Task directions: Pick out and copy each line of the items below that contains the string "water". Matches must have the same capitalization.
──────
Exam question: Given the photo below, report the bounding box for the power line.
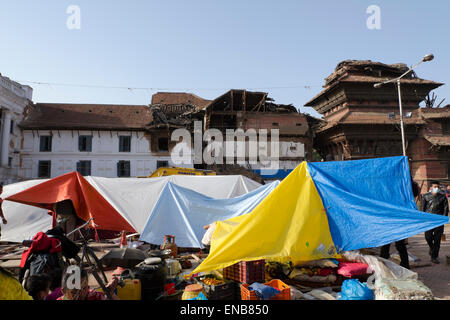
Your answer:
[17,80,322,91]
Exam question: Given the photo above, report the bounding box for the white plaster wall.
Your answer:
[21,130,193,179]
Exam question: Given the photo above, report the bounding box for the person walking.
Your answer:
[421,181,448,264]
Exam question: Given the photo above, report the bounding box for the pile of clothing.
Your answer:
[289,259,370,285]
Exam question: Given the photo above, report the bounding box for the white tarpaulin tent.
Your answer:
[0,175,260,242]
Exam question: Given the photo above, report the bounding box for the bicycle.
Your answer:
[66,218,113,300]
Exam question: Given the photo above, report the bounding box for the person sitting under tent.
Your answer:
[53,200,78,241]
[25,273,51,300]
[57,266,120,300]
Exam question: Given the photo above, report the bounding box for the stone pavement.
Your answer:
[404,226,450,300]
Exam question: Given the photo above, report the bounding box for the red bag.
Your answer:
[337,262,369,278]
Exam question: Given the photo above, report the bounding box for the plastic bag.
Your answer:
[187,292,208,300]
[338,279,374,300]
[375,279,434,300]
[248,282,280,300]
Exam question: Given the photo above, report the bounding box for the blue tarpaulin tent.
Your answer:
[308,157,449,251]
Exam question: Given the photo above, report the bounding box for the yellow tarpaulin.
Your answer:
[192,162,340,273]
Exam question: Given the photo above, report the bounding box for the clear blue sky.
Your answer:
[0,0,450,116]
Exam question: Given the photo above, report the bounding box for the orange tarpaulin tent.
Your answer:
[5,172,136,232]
──────
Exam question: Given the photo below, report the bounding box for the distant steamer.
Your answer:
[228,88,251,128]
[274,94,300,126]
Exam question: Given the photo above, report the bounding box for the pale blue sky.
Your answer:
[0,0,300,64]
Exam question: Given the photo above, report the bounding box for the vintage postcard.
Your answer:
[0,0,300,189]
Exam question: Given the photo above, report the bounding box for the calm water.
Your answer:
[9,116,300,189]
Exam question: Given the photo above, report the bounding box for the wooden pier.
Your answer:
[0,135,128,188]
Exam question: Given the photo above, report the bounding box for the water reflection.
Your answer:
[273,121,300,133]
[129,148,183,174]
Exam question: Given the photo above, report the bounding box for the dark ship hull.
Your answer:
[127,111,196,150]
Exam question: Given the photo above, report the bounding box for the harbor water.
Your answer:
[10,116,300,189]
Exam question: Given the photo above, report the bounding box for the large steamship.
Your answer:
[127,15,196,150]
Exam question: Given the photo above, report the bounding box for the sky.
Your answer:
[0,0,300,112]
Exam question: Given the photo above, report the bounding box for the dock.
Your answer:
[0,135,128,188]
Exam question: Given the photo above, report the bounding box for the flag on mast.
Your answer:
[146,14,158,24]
──────
The output:
Exam question: Given the photo above, report the bounding box for the calm water.
Exam question: Given the photo above, report the bounding box for the water reflection.
Exam question: Given the photo above, report the bounding box for the harbor water.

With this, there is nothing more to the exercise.